== DATASET ROWS
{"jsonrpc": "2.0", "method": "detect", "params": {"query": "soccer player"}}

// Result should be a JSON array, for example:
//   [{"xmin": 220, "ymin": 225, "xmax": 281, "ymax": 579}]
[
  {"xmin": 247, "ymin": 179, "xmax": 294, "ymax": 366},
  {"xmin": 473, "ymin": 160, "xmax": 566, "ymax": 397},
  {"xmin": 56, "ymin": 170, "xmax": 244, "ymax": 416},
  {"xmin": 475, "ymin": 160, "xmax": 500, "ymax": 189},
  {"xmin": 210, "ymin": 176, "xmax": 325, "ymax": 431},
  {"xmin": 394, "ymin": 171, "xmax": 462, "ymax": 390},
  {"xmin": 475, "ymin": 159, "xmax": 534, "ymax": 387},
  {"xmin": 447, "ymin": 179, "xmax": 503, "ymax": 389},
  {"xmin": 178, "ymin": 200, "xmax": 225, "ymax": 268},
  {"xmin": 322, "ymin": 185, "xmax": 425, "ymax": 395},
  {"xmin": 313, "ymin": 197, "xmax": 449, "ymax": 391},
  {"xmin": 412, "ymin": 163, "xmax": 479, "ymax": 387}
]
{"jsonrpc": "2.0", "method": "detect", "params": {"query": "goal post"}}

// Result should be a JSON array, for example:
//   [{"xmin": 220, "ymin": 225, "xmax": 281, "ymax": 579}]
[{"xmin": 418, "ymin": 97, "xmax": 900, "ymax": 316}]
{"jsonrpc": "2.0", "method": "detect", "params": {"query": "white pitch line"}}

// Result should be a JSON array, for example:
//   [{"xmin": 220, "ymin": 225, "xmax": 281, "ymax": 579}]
====
◆ REQUEST ◆
Retype every item above line for line, with no alterations.

◆ TASK OUTPUT ◆
{"jsonrpc": "2.0", "method": "detect", "params": {"query": "soccer player"}}

// Result should be a JSON array, for example:
//   [{"xmin": 220, "ymin": 225, "xmax": 281, "ymax": 579}]
[
  {"xmin": 247, "ymin": 179, "xmax": 294, "ymax": 366},
  {"xmin": 473, "ymin": 160, "xmax": 566, "ymax": 397},
  {"xmin": 56, "ymin": 170, "xmax": 244, "ymax": 416},
  {"xmin": 475, "ymin": 160, "xmax": 500, "ymax": 189},
  {"xmin": 210, "ymin": 176, "xmax": 325, "ymax": 431},
  {"xmin": 394, "ymin": 171, "xmax": 462, "ymax": 390},
  {"xmin": 475, "ymin": 159, "xmax": 534, "ymax": 387},
  {"xmin": 447, "ymin": 179, "xmax": 503, "ymax": 389},
  {"xmin": 178, "ymin": 200, "xmax": 225, "ymax": 268},
  {"xmin": 322, "ymin": 185, "xmax": 425, "ymax": 395},
  {"xmin": 313, "ymin": 197, "xmax": 449, "ymax": 391},
  {"xmin": 412, "ymin": 163, "xmax": 479, "ymax": 387}
]
{"jsonrpc": "2.0", "method": "detect", "params": {"query": "goal post"}}

// Result should be a JSON array, for example:
//   [{"xmin": 220, "ymin": 225, "xmax": 281, "ymax": 579}]
[{"xmin": 418, "ymin": 97, "xmax": 900, "ymax": 316}]
{"jsonrpc": "2.0", "method": "detect", "params": {"query": "white pitch line"}}

// Result should be a JSON array, for example:
//   [{"xmin": 220, "ymin": 225, "xmax": 281, "ymax": 579}]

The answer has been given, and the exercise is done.